> Exercise directions: Reproduce the GlobalISel commit notice word for word between "This happens when" and "using one instruction.", inclusive.

> Document section:
[llvm] cbc378e - GlobalISel: Artifact combine merge-like and unmerges into merge-like

Petar Avramovic via llvm-commits llvm-commits at lists.llvm.org
Mon Oct 24 04:33:53 PDT 2022


Author: Petar Avramovic
Date: 2022-10-24T13:33:06+02:00
New Revision: cbc378ecb87e3f31dd5aff91f2a621d500640412

URL: https://github.com/llvm/llvm-project/commit/cbc378ecb87e3f31dd5aff91f2a621d500640412
DIFF: https://github.com/llvm/llvm-project/commit/cbc378ecb87e3f31dd5aff91f2a621d500640412.diff

LOG: GlobalISel: Artifact combine merge-like and unmerges into merge-like

Recognize when sub-vectors have been split to elements which are used to
build large vector.
This happens when instructions have different vector sizes available.
For example a few arithmetic instruction are required to process all
elements of larger vector that can be stored using one instruction.

(A run of records)
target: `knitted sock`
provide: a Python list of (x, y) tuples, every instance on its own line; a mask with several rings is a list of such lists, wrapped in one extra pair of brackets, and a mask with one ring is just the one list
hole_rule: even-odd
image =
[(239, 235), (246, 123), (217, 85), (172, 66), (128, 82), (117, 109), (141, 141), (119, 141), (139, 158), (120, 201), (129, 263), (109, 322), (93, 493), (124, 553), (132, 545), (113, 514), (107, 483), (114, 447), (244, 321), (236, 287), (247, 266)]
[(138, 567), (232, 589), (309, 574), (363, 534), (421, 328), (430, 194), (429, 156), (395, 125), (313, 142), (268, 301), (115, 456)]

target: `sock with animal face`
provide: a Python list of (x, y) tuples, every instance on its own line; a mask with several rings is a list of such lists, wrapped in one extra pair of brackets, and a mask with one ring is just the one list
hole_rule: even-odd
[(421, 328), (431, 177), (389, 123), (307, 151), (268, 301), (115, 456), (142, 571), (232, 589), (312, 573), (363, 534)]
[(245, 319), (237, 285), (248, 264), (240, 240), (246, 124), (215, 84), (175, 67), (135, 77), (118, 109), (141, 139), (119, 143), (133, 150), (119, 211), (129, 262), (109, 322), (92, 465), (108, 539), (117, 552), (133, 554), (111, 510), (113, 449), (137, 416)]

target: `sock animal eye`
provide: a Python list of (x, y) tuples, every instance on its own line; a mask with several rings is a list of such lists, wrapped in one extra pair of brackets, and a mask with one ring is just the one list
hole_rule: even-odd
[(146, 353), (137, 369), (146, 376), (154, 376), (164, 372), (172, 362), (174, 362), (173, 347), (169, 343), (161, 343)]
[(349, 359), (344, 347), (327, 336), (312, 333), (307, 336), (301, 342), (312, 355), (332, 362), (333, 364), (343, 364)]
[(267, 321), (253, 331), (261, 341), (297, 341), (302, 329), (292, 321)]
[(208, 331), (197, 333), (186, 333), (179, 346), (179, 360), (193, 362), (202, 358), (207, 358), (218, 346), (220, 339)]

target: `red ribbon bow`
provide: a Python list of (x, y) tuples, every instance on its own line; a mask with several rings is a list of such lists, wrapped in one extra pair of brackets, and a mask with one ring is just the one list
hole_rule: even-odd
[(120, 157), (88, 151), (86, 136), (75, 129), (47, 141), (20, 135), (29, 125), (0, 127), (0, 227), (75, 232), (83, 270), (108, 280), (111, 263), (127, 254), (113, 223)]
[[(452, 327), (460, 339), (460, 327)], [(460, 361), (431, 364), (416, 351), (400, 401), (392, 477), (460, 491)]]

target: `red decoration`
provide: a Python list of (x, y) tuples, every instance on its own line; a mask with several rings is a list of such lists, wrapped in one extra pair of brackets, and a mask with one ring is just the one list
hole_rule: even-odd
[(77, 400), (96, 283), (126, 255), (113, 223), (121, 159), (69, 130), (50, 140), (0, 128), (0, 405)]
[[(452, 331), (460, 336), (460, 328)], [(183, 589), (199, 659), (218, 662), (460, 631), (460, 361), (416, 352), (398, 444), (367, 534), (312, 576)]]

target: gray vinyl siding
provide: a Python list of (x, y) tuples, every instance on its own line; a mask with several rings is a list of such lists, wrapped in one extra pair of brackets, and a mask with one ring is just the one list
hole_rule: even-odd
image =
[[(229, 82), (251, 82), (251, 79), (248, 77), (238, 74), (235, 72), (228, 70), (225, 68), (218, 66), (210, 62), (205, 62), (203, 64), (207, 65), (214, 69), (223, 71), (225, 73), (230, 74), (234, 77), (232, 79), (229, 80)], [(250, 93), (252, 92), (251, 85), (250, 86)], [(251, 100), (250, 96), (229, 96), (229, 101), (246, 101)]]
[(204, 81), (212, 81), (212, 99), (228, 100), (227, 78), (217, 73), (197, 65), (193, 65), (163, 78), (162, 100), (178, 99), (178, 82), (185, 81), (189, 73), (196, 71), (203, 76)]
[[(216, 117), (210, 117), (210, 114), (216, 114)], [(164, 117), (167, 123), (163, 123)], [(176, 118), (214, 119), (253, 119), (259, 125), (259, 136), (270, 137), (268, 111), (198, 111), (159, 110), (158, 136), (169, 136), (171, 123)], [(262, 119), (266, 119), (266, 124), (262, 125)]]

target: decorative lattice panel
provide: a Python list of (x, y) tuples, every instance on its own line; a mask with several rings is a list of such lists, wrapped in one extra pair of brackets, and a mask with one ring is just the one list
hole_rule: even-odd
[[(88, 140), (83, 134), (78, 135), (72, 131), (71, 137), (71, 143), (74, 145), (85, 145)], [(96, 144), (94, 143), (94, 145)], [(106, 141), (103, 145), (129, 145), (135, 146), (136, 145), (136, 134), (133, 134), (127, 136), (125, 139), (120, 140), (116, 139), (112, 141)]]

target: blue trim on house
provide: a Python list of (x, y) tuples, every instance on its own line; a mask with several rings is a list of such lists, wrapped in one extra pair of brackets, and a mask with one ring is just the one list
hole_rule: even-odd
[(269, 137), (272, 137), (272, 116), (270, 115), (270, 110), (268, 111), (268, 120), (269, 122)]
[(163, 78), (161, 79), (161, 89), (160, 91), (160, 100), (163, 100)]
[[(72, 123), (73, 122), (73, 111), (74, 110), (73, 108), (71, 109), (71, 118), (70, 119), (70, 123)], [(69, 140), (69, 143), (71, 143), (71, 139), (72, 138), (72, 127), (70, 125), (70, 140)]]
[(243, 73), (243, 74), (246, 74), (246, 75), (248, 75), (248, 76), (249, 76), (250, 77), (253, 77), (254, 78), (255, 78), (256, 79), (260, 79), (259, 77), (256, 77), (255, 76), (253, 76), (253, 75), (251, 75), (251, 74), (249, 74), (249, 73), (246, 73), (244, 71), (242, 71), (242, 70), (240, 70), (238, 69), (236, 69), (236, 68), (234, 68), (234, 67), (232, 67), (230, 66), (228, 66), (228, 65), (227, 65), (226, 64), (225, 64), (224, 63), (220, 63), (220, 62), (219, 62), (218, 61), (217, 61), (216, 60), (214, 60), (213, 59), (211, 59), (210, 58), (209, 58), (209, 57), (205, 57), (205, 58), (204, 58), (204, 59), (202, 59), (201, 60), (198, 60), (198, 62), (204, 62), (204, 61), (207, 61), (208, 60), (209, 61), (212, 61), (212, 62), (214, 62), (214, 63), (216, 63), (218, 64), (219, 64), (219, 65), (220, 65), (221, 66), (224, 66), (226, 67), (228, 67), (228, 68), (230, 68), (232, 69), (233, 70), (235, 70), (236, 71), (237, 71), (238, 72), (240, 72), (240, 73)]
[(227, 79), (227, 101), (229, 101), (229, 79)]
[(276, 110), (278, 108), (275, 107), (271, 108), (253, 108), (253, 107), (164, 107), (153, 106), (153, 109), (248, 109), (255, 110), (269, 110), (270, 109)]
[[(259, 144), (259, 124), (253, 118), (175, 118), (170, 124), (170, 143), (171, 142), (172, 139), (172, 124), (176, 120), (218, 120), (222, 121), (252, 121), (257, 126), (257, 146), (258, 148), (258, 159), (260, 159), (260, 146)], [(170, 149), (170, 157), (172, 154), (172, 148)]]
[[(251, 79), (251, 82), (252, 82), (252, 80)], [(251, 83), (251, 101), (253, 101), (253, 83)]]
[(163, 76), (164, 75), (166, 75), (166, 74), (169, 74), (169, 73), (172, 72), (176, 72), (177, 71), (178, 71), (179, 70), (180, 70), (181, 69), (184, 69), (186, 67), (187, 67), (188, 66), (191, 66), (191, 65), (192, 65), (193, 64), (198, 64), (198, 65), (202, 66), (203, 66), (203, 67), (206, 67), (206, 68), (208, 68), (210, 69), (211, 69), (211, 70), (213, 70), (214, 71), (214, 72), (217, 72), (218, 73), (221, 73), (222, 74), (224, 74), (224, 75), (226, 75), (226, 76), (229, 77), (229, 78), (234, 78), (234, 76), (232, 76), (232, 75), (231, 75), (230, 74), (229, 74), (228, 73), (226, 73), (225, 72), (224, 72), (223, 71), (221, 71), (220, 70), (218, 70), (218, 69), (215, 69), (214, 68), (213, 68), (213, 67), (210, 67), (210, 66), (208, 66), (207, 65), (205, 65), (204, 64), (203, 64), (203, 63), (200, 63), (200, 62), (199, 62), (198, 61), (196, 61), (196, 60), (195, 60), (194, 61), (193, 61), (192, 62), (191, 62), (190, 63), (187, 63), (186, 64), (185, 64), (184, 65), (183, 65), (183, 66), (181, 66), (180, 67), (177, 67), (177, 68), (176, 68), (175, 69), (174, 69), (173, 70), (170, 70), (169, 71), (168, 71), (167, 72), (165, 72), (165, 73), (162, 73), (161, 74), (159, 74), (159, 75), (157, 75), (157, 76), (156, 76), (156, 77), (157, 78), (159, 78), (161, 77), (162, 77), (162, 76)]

> Problem solution:
This happens when instructions have different vector sizes available.
For example a few arithmetic instruction are required to process all
elements of larger vector that can be stored using one instruction.